**SHORT PROBLEM**
Copy the review's passage between "Harris' analysis on" and "pretty early on.", inclusive, substituting "ordeal" for "nightmare".
***** PAGE EXCERPT *****
Harris' analysis on the socioeconomic conditions of young adults within the 02010's is fairly Marxist in all but direct quotation, but unlike the Marxists of the past, Harris himself is fully subsumed in the neoliberal moment: an ongoing nightmare to which there is no alternative, no matter how desperately one is needed. Despite his pretensions as an anarcho-communist, there is no revolution coming about to save the Harris millennial, nor any opiates for the masses. It was so unbelievably bleak that even my socialist ass didn't bother finishing the book in full; content to get the information I came for, and get out quickly. Mercifully, that happened pretty early on.
As far as that enterprise went, my interest came from the chapters he did on the modern education system, which covered the first full half of the book. The frame of reference he uses is the work of the sociologist of childhood, Jürgen Zinnecker, and the process of “pedagogical masking” which is used to recast the labour one does as a student from being “a job” which one is expected to do, into “learning”: a granted activity which is remunerated in itself, and therefore not requiring money as payment for one's labour. This can quickly turn into a problem when one lives in a society where money is required for virtually everything. It all seems fairly straightforward, but I have some suspicion that Harris' interpretation of Zinnecker might be a little loose with the source material. There's more to be done there, but it seems like a rather obscure source.
The reason this book is noteworthy to me is because Harris is probably the first left-wing source on a topic that always seemed to me like a prime focus for socialist action, but no matter how much I searched I only ever found right-wingers acting on the topic. From the mid-01990's Republican pseudotarianism of Robert Epstein, to even earlier on in the 01970's with the Catholic patriarchalist Ivan Illich: the only books I found which tried to point out issues latent to the education system itself were only done either by conservatives or pre-neoreactionaries. There was the occasional thing done by someone of social-justice leaning about some very specific aspects of when it goes wrong, like the “school-to-prison pipeline,” but never anything that covered the whole range of it. The faintest look at the subject of critical pedagogy showed a very strong conservative bias, even if said conservative thinkers were only ever at the mostly-ignored margins of conservative thought generally. There was a kind of excuse for it when I happened upon a radio series from the 01990's called The Education Debates which tried to explain the reasoning for that, as the process of education itself being an inherently conservative act. While it made sense at the time, or just generally in a vacuum, the underlying assumptions behind it haven't quite aged as well as I hoped. Indeed, the only line of argument that survived the whole series was the one leftist (again, the single one) who warned that the push towards greater education in the mathematics, technology, engineering, and scientific fields was less about advancing the well being of society generally, and more about producing a glut of skilled workers which the capitalist class could then exploit on the cheap. (Presaging this book a little too well, it seems.) The previous authors I've encountered only went through the motions of doing actual research on the subject to find justifications for their highly-specific maladjusted bigotries: Illich being critical of the feminist origins of compulsory schooling and the encroaching secularity of the public schooling system against an idealized religious schooling system, or Epstein wanting to justify his bizarre needs for exploitative child labour and extreme corporal punishment against the slightest possible insubordination.
***** SUPPLIED INFORMATION *****
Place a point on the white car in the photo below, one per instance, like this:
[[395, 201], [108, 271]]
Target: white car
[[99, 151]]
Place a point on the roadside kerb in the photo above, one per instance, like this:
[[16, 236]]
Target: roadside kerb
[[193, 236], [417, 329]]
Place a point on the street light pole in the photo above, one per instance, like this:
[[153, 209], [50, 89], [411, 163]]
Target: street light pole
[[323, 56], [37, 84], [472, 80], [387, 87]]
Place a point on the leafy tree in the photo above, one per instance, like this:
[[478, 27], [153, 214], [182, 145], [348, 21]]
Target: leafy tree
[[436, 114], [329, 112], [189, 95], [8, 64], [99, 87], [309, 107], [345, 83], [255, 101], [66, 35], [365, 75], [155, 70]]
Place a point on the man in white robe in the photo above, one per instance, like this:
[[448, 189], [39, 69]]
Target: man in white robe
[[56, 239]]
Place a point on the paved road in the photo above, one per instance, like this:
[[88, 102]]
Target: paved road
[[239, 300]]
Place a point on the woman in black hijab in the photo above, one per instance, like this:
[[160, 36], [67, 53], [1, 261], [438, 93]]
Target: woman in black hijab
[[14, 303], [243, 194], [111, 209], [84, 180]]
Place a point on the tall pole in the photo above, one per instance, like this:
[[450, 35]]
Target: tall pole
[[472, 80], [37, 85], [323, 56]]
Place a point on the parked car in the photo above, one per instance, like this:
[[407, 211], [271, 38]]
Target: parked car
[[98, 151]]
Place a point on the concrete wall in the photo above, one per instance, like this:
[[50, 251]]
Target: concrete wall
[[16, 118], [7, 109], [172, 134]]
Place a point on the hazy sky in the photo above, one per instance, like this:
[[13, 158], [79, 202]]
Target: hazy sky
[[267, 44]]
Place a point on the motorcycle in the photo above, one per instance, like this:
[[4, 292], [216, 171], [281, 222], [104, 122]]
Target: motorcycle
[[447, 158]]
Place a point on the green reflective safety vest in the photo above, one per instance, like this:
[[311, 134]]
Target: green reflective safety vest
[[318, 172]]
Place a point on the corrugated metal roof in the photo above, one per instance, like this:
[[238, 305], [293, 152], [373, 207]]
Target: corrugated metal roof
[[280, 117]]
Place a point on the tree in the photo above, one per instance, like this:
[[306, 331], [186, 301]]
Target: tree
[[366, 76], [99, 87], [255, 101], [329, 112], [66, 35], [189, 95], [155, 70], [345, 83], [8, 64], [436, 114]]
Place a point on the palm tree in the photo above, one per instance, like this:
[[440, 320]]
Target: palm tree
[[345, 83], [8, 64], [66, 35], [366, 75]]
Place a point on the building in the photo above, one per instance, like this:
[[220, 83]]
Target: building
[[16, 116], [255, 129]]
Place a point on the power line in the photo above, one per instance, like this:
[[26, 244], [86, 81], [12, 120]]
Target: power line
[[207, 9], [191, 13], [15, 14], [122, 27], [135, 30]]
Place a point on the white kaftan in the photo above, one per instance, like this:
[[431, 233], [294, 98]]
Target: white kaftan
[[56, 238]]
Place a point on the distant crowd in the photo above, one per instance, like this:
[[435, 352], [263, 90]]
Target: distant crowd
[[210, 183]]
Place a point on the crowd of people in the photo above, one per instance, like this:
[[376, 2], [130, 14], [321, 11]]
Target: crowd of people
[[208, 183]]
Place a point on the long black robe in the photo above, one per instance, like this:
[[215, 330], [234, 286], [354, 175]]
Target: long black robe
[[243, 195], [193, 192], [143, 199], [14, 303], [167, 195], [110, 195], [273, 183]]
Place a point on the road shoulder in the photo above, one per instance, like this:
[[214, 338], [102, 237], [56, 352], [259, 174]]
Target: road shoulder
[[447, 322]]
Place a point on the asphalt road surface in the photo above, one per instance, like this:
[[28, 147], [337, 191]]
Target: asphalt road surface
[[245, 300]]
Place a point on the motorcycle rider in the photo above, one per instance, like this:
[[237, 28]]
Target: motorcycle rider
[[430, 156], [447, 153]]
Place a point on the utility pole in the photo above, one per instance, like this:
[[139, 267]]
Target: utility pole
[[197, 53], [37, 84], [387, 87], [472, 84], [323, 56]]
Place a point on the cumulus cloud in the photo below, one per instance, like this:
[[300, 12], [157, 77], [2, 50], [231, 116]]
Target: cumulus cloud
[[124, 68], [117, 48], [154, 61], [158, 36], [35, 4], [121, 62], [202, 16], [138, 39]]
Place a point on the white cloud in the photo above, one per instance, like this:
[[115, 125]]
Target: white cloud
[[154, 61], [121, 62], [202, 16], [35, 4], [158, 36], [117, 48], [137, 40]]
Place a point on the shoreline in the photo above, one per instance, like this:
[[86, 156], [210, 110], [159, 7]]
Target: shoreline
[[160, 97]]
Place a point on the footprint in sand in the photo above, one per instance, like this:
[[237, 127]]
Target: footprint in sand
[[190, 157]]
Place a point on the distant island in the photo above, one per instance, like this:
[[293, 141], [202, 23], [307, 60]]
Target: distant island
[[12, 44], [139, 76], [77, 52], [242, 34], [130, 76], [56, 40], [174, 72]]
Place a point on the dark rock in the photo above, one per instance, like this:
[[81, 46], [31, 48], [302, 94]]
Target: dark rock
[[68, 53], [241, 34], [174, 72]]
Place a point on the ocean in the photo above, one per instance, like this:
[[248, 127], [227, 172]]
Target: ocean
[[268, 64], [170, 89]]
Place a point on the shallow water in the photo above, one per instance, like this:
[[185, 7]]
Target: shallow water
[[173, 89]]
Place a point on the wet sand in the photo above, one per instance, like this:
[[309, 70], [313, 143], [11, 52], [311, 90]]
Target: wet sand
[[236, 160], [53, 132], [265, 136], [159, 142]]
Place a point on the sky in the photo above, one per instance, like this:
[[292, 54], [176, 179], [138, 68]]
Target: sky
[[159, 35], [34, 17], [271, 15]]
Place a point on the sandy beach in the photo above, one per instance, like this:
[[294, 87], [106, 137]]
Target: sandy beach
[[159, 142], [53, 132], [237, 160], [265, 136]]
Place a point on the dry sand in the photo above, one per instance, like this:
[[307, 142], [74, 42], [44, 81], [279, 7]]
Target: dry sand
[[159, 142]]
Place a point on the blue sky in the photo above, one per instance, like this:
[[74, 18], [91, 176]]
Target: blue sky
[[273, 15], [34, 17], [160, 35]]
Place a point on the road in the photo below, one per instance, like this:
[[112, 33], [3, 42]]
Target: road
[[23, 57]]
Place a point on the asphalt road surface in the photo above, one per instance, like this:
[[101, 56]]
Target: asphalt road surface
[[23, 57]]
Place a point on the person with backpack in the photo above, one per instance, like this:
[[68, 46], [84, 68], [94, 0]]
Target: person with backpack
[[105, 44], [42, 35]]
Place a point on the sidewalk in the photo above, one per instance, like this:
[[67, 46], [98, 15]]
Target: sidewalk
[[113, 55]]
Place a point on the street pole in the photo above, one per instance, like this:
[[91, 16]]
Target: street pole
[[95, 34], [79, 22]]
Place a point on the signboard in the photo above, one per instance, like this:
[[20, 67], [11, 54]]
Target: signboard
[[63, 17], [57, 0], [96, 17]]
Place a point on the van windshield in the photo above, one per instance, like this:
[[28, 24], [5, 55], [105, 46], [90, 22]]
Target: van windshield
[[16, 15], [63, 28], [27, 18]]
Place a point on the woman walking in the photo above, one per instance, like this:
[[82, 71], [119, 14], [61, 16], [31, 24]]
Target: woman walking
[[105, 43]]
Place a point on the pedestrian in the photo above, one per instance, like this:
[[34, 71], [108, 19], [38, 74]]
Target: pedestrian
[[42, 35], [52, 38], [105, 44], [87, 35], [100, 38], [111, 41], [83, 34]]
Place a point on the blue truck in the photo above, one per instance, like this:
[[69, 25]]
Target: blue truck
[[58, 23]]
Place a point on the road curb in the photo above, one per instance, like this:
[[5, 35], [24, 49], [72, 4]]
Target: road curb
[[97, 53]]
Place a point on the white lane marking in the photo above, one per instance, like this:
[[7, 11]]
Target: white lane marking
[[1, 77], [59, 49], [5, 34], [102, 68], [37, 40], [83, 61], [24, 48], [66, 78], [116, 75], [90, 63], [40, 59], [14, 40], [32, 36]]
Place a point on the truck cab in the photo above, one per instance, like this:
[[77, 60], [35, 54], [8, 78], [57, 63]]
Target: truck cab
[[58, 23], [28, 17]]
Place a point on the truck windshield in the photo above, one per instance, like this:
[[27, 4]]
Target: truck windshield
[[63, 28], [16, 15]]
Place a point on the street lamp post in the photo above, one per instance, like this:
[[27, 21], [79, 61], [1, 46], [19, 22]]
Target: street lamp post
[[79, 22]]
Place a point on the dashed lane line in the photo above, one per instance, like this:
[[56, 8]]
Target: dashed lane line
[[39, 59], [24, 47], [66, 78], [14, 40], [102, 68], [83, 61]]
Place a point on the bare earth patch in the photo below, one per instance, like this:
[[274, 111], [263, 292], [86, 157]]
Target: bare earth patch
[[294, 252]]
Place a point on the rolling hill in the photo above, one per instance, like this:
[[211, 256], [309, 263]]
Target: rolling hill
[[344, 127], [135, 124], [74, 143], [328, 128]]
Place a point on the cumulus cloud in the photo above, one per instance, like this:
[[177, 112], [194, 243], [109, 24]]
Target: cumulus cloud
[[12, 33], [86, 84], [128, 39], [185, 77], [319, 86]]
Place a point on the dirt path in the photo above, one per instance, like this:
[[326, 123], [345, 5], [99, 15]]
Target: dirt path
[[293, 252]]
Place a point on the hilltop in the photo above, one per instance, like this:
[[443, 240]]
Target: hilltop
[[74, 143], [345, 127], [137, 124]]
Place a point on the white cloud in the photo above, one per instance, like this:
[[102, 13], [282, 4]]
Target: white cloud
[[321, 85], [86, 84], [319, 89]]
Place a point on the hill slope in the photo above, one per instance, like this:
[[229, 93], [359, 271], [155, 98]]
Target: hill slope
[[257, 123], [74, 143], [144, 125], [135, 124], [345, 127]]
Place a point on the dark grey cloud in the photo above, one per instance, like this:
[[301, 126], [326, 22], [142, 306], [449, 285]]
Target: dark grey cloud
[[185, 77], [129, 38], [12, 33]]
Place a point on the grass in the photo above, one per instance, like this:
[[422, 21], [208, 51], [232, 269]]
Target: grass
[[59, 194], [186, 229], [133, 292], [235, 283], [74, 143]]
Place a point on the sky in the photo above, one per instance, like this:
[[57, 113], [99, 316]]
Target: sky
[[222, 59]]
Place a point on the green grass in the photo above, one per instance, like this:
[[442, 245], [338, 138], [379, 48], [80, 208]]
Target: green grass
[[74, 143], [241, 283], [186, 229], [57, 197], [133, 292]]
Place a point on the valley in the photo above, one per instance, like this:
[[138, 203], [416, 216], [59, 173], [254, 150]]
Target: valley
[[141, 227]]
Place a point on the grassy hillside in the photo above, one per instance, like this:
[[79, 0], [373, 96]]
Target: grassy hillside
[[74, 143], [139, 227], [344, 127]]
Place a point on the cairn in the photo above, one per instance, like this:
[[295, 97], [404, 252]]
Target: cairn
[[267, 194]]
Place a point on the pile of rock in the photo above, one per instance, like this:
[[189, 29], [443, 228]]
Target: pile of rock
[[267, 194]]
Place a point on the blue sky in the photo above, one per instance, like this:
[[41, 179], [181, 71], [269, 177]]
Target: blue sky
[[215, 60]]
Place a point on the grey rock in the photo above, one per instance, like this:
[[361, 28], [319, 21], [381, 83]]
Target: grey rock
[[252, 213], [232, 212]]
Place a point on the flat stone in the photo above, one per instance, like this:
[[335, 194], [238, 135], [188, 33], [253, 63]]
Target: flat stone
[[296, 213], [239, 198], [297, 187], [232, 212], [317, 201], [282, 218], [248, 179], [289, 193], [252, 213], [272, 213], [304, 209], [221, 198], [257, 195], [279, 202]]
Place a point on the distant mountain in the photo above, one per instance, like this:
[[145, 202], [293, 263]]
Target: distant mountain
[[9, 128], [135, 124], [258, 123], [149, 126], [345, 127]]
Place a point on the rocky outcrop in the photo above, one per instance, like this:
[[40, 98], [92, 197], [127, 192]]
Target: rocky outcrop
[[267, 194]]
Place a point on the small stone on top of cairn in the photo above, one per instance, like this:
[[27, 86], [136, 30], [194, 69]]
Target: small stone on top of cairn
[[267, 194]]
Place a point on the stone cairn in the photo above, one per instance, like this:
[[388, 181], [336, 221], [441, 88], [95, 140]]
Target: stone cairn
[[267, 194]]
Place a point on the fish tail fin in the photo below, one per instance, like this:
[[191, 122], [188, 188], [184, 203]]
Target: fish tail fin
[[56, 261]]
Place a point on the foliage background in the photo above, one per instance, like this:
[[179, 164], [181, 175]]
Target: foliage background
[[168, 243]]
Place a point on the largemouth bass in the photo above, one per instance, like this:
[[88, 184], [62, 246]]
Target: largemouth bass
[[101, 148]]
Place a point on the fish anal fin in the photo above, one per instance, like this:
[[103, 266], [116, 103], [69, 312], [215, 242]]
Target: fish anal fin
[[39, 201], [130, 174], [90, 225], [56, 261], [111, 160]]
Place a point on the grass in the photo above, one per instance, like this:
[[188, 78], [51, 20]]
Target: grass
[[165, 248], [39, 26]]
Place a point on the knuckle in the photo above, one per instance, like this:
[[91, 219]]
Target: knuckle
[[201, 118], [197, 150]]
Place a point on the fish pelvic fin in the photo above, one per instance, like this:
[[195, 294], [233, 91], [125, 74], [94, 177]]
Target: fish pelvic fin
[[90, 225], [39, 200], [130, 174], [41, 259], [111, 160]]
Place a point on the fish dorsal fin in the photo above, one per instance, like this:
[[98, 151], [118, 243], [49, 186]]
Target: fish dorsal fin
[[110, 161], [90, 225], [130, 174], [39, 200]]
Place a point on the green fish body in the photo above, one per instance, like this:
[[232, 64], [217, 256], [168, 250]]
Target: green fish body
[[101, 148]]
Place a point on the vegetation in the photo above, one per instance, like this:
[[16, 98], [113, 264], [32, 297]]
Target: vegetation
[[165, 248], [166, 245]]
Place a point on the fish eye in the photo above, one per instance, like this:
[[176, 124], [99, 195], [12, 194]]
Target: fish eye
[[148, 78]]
*****
**EXERCISE RESPONSE**
Harris' analysis on the socioeconomic conditions of young adults within the 02010's is fairly Marxist in all but direct quotation, but unlike the Marxists of the past, Harris himself is fully subsumed in the neoliberal moment: an ongoing ordeal to which there is no alternative, no matter how desperately one is needed. Despite his pretensions as an anarcho-communist, there is no revolution coming about to save the Harris millennial, nor any opiates for the masses. It was so unbelievably bleak that even my socialist ass didn't bother finishing the book in full; content to get the information I came for, and get out quickly. Mercifully, that happened pretty early on.